>> start

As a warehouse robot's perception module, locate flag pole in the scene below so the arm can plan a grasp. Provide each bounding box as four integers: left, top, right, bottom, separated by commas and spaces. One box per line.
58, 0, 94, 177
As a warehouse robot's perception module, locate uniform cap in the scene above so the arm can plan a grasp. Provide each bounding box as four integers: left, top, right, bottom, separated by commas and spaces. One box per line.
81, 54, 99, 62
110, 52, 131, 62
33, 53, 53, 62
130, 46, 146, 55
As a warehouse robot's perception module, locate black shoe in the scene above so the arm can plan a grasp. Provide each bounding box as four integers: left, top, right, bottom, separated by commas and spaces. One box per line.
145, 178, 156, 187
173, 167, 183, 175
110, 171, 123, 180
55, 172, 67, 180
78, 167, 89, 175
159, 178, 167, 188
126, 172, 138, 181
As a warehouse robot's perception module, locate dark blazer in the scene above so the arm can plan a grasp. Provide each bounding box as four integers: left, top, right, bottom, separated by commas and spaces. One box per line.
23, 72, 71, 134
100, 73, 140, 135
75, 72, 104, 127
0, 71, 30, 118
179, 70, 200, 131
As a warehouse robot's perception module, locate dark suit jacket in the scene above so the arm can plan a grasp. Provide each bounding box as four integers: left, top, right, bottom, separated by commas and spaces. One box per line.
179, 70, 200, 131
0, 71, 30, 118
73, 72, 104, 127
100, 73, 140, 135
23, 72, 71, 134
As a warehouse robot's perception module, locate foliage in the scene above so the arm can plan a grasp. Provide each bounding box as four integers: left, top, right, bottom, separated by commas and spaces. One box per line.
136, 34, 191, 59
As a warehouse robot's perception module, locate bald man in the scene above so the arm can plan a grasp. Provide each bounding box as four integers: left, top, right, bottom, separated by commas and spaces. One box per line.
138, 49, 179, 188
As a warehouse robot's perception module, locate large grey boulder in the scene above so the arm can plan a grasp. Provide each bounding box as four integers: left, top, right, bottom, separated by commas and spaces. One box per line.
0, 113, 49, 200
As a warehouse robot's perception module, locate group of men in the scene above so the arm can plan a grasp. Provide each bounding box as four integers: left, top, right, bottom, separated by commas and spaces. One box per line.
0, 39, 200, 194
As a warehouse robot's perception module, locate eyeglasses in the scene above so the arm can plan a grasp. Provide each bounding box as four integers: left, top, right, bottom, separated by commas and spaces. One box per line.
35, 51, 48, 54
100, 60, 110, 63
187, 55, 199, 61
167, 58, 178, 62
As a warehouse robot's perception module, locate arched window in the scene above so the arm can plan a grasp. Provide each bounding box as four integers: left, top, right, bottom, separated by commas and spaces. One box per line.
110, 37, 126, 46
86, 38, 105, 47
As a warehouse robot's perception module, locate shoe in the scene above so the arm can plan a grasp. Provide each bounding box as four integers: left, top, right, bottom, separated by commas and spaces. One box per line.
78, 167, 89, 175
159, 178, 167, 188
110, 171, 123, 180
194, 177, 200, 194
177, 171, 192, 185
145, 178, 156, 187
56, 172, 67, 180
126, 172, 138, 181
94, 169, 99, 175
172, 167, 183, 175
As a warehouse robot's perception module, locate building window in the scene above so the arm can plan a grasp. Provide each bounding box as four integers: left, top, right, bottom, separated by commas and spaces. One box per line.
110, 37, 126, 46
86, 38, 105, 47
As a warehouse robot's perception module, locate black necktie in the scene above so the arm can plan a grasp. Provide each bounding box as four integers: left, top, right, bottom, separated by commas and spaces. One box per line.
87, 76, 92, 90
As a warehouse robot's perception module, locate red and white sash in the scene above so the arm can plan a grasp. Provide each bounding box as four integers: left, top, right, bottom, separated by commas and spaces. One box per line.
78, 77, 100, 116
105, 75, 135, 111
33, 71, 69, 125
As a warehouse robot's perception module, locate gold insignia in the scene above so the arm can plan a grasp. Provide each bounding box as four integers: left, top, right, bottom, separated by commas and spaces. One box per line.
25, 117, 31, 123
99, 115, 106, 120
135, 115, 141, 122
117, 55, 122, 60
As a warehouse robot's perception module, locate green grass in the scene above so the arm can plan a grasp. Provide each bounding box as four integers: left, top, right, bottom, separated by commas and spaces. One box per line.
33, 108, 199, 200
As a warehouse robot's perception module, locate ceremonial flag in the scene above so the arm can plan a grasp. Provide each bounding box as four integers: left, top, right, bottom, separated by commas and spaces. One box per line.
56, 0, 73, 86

>> end

• _Stated task_: Copy out all of the lines above, substituting "vision system" for every instance of "perception module" and leaving the rest untouched.

• _Reply to the exercise_:
As a warehouse robot's vision system, locate flag pole in the scene below so the arm can plan a grasp. Provide each bounding box as four integers: left, top, right, bottom, separated by commas and spaces. One box per line.
58, 0, 94, 177
As a warehouse robot's vision system, locate uniform cap in the scene above so the arm can plan a grasp. Provide each bounding box as four integers: left, top, right, bottom, separated by commas and spaces. One box per line.
81, 54, 99, 62
110, 52, 131, 62
33, 53, 53, 62
130, 46, 146, 55
As a warehouse robot's vision system, locate black shoe in the scene above so the arm can plan a grasp. Provide each bounding box as four integers: left, top, right, bottom, separated by commas and spaces. One box per line.
145, 178, 156, 187
173, 167, 183, 175
110, 171, 123, 180
55, 172, 67, 180
78, 167, 89, 175
159, 178, 167, 188
126, 172, 138, 181
As a warehouse robot's vision system, locate dark blazer in the scene above so the arm can plan a grasp. Provide each bounding box as four integers: left, top, right, bottom, separated by commas and spaces. One box per line.
23, 72, 71, 134
100, 73, 140, 135
75, 72, 104, 127
0, 71, 30, 118
179, 70, 200, 131
As a warehouse robot's vision system, locate dark suit jacket in the scene above so the arm can plan a grasp. Provide each bounding box as four integers: left, top, right, bottom, separated by commas and spaces. One box per line.
179, 70, 200, 131
0, 71, 30, 118
73, 72, 104, 127
100, 73, 140, 135
23, 72, 71, 134
As a warehouse robot's vision system, locate foliage in the scene above so the arm can plan a grasp. Provide each bounding box as four integers: left, top, right, bottom, separated by commas and spaces. One box per line.
136, 34, 191, 59
As a warehouse robot's vision system, locate bald man in the scene above so the arm can plan a grasp. Provide each bounding box as four integers: left, top, right, bottom, separated by commas and spaces. One box per line.
138, 49, 179, 188
As a warehouse robot's vision system, locate large grey boulder in the scene above so the arm can plan a grasp. Provide each bounding box as four integers: left, top, right, bottom, separated by commas and spaces. One box per line.
0, 113, 49, 200
As a warehouse robot's vision system, locate group of men in the scene above so the arm can plan a grasp. Provide each bounding box as four integers: left, top, right, bottom, separated by commas and spaces. One box per line.
0, 39, 200, 194
As a warehouse robot's vision system, locate eyeglasses in the scene above so the arm can plan a grasp. Provide each bounding box as four integers: left, top, right, bottom, separated by commas and spaces. One box per line.
35, 51, 48, 54
100, 60, 110, 63
187, 55, 199, 61
167, 58, 178, 62
As a warehouse robot's vision system, locate arched window in the scene above so the arm can plan a grasp. Provide each bounding box as four integers: left, top, right, bottom, separated by commas and spaces. One box per line.
110, 37, 126, 46
86, 38, 105, 47
As a warehouse robot's vision system, locate shoe in the scene above so the arm can plan a grasp. Provide each bounding box as four integers: left, top, right, bottom, separated by commas and spaces. One box per line.
78, 167, 89, 175
159, 178, 167, 188
110, 171, 123, 180
194, 177, 200, 194
177, 171, 192, 185
145, 178, 156, 187
56, 172, 67, 180
126, 172, 138, 181
94, 169, 99, 175
172, 167, 183, 175
As a warehouse robot's vision system, locate building window in the scene above so the arm can plan a grasp. Provide each bounding box as four integers: left, top, right, bottom, separated by commas and spaces. One box per line.
110, 37, 126, 46
86, 38, 105, 47
As a warehouse robot's vision system, locate black necktie in the scene above so the arm can plan a grasp. Provide each bounding box as four integers: left, top, right, bottom, separated by commas and spaces. One box per line.
87, 76, 92, 90
As a warehouse robot's vision system, locate red and white sash in the scene above so the arm can plan a grasp. Provide each bounding box as four integers: left, top, right, bottom, separated by commas and spaces. One box per line.
78, 77, 100, 116
105, 75, 135, 111
33, 71, 69, 125
As a warehouse robot's vision system, locate gold insignia in the scene above so the arm can plan a grasp. Provide each bounding box as four integers: left, top, right, bottom, separated by commas and spaces. One box per line.
25, 117, 31, 123
99, 115, 106, 120
135, 115, 141, 122
117, 55, 122, 60
As a warehouse robot's vision system, locate green grass in the scene above so the arm can plan a grasp. Provide each bounding box as four integers: left, top, right, bottom, separated by commas and spaces. One box per line.
33, 108, 199, 200
As a warehouse robot's vision system, locate ceremonial flag in the scene above so the arm can plan a grasp. Provide each bounding box as four integers: left, top, right, bottom, separated by commas and spaces. One box per line.
56, 0, 73, 86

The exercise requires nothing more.